Page excerpt

Quality requirements, also known as non-functional requirements (NFRs), quality of service (QoS) or technical requirements, address issues such as reliability, availability, security, privacy, and many other quality issues.  The following diagram, which overviews architectural views and concerns, provides a great source of quality requirement types (the list of concerns).  Good sources for quality requirements include your enterprise architects and operations staff, although any stakeholder is a potential source for them.

Figure 1. Architectural views and concerns.

Architecture Views and Concerns

 

Why Are Quality Requirements Important?

Stakeholders will describe quality requirements at any time, but it’s particularly important to focus on them during your initial scoping efforts during Inception as you can see in the goal diagram below for Explore Initial Scope.  Considering quality requirements early in the lifecycle is important because:

  1. Quality requirements drive important architecture decisions. When you are identifying your architecture strategy you will often find that it is the NFRs that will be the primary drivers of your architecture.
  2. Quality requirements will drive some aspects of your test strategy. Because they tend to be cross-cutting, and because they tend to drive important aspects of your architecture, they tend to drive important aspects of your test strategy.  For example, security requirements will drive the need to support security testing, performance requirements will drive the need for stress and load testing, and so on. These testing needs in turn may drive aspects of your test environments and your testing tool choices.
  3. Quality requirements will drive acceptance criteria for functional requirements (such as stories).  Quality requirements are typically system-wide thus they apply to many, and sometimes all of your functional requirements.  Part of ensuring that your solution is potentially consumable each iteration is ensuring that it fulfills its overall quality goals, including applicable quality requirements.  This is particularly true with life-critical and mission-critical solutions.

Items from a dataset
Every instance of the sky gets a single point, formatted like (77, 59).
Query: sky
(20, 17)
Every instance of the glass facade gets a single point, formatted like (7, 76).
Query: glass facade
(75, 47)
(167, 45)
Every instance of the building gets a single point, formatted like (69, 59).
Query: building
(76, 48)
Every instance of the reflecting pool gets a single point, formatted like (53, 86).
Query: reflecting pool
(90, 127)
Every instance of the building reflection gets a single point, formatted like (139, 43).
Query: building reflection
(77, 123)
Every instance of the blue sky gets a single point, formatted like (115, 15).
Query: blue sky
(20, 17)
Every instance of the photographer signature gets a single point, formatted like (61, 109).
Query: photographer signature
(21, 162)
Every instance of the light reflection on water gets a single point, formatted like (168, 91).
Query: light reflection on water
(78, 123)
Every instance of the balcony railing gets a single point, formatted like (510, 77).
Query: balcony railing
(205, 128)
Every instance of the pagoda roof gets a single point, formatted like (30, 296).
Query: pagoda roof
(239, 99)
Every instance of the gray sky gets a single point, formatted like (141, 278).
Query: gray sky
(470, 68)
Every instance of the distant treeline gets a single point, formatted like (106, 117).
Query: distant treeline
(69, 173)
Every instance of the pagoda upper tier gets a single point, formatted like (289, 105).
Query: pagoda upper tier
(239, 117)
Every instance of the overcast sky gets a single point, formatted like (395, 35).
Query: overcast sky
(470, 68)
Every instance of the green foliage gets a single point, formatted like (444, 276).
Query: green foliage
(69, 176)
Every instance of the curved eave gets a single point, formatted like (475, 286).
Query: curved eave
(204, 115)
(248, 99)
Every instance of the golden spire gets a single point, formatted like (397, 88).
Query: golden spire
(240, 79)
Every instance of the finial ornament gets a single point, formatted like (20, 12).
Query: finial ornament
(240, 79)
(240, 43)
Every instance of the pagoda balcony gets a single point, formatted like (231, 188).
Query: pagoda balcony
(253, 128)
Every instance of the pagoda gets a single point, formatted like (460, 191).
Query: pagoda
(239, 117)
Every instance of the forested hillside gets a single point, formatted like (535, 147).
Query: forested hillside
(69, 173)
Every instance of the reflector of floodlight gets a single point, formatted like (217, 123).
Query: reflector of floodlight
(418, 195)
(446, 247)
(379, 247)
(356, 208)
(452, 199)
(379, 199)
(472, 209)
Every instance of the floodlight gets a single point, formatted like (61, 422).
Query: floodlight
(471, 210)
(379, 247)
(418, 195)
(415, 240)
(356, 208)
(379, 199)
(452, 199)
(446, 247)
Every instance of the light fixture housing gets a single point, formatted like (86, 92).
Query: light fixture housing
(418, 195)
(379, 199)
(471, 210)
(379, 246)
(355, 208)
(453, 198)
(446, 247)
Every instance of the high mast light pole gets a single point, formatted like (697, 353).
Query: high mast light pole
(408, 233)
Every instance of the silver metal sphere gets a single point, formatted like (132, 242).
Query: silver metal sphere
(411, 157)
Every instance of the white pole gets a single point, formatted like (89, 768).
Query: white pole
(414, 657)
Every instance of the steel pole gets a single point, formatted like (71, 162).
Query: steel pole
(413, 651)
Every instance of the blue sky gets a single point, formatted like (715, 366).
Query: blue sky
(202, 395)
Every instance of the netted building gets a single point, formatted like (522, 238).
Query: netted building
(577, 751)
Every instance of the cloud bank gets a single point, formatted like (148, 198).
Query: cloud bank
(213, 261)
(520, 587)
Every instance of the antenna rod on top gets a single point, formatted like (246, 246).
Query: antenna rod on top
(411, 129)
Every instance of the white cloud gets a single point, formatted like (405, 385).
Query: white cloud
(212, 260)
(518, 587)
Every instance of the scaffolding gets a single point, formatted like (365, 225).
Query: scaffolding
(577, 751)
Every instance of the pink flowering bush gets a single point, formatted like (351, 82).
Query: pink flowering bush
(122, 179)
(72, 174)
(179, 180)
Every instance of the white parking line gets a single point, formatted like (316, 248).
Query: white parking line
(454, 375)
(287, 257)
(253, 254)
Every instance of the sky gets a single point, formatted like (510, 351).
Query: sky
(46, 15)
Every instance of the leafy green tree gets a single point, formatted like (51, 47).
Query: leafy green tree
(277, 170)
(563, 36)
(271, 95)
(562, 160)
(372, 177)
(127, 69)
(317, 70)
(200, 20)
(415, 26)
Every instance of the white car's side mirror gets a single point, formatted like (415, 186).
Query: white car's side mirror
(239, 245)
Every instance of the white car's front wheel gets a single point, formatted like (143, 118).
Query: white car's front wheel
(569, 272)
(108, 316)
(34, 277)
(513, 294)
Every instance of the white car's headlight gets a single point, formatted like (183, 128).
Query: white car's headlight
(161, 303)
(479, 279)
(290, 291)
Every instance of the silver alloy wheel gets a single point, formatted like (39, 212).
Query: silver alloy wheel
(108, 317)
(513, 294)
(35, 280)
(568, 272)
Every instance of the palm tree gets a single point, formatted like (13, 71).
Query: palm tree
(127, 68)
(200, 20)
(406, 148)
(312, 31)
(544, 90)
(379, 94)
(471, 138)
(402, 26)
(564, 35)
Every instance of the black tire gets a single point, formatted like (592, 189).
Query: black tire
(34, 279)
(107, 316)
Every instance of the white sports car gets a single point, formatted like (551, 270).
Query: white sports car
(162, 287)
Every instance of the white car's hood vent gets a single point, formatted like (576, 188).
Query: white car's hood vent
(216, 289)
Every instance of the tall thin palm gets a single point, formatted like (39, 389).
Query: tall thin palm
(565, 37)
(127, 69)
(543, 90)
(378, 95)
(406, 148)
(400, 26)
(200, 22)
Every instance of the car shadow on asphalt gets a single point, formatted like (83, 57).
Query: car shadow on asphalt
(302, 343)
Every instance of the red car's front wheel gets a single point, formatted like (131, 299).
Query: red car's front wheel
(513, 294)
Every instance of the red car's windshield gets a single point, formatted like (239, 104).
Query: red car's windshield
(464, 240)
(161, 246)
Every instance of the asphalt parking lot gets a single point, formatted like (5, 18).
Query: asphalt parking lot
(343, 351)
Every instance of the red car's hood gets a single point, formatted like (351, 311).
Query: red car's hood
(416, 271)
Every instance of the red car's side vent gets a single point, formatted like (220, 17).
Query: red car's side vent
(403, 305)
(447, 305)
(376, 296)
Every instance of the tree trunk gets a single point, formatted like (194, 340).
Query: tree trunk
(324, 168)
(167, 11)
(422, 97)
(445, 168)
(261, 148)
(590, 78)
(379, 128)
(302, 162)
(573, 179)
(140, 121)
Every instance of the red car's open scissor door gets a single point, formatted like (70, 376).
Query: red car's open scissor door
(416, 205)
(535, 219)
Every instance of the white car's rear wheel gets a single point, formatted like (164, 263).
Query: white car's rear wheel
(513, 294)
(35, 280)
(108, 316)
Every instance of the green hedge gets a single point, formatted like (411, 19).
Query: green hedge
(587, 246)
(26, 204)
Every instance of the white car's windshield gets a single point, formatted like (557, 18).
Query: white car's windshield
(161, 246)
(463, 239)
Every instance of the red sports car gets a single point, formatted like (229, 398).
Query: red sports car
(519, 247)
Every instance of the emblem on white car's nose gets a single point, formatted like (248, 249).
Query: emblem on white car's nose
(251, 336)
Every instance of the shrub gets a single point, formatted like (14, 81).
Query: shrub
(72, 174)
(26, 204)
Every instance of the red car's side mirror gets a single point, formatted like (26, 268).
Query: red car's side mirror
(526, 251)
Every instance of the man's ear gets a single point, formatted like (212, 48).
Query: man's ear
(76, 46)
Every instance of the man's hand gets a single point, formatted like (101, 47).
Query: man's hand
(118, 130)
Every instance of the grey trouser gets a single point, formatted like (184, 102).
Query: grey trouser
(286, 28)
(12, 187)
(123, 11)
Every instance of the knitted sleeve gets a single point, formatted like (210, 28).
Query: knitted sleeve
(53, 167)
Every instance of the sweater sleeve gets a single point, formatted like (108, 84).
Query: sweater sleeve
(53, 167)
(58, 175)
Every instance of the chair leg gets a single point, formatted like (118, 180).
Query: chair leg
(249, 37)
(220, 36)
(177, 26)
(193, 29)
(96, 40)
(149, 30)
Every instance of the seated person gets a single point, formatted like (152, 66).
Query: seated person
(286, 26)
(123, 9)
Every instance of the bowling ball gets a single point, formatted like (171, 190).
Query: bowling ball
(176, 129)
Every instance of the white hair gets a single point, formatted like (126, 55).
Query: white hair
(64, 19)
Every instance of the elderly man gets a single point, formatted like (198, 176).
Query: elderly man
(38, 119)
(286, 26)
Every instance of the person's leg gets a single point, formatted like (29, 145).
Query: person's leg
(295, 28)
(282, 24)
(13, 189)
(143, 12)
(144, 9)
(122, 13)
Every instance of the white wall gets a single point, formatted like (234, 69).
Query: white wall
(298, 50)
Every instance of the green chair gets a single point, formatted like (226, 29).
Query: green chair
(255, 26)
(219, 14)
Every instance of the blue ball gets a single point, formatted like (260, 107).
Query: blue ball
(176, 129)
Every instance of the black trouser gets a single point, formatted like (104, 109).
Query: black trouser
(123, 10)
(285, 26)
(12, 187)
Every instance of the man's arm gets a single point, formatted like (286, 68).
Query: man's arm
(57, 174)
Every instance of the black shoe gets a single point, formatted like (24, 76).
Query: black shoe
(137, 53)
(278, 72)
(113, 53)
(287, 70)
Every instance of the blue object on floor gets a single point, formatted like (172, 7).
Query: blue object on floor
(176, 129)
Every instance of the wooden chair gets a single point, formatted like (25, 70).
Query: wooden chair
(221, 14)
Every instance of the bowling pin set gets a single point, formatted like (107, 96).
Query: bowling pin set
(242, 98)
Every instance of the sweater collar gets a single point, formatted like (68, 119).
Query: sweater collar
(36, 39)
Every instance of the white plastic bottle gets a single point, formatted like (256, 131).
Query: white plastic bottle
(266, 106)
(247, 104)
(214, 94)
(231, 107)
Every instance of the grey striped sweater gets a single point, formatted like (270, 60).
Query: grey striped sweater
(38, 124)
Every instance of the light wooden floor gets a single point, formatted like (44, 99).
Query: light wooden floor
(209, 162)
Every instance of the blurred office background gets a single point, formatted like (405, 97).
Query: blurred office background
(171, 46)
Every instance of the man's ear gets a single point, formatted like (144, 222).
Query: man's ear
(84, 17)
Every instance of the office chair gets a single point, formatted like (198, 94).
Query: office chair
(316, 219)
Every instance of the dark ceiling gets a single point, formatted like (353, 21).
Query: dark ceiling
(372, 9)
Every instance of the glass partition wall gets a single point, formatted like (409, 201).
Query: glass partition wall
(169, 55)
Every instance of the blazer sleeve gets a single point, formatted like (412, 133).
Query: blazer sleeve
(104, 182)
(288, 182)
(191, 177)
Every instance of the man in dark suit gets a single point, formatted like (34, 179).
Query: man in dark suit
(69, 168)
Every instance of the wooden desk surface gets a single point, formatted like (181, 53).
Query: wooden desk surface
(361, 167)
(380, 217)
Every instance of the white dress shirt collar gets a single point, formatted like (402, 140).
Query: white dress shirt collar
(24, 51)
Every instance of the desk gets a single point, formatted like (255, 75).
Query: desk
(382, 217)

Actions to take
**a)** Translate this sentence from the passage on quality requirements into Spanish: "Quality requirements drive important architecture decisions."
**b)** Answer these questions using the passage on quality requirements:
(i) Besides non-functional requirements, what other two names for quality requirements does it give?
(ii) Which two groups does it call good sources for quality requirements?
(iii) What kinds of testing do performance requirements drive the need for?
**c)** Quote the passage on quality requirements, beginning at the words "Figure 1. Architectural" and stopping after "of your architecture.".
Rely only on the passage on quality requirements.

Responses in order
**a)** Los requisitos de calidad impulsan decisiones importantes de arquitectura.

**b)**
(i) Quality of service (QoS) and technical requirements.
(ii) Enterprise architects and operations staff.
(iii) Stress and load testing.

**c)**
Figure 1. Architectural views and concerns.

Architecture Views and Concerns

 

Why Are Quality Requirements Important?

Stakeholders will describe quality requirements at any time, but it’s particularly important to focus on them during your initial scoping efforts during Inception as you can see in the goal diagram below for Explore Initial Scope.  Considering quality requirements early in the lifecycle is important because:

  1. Quality requirements drive important architecture decisions. When you are identifying your architecture strategy you will often find that it is the NFRs that will be the primary drivers of your architecture.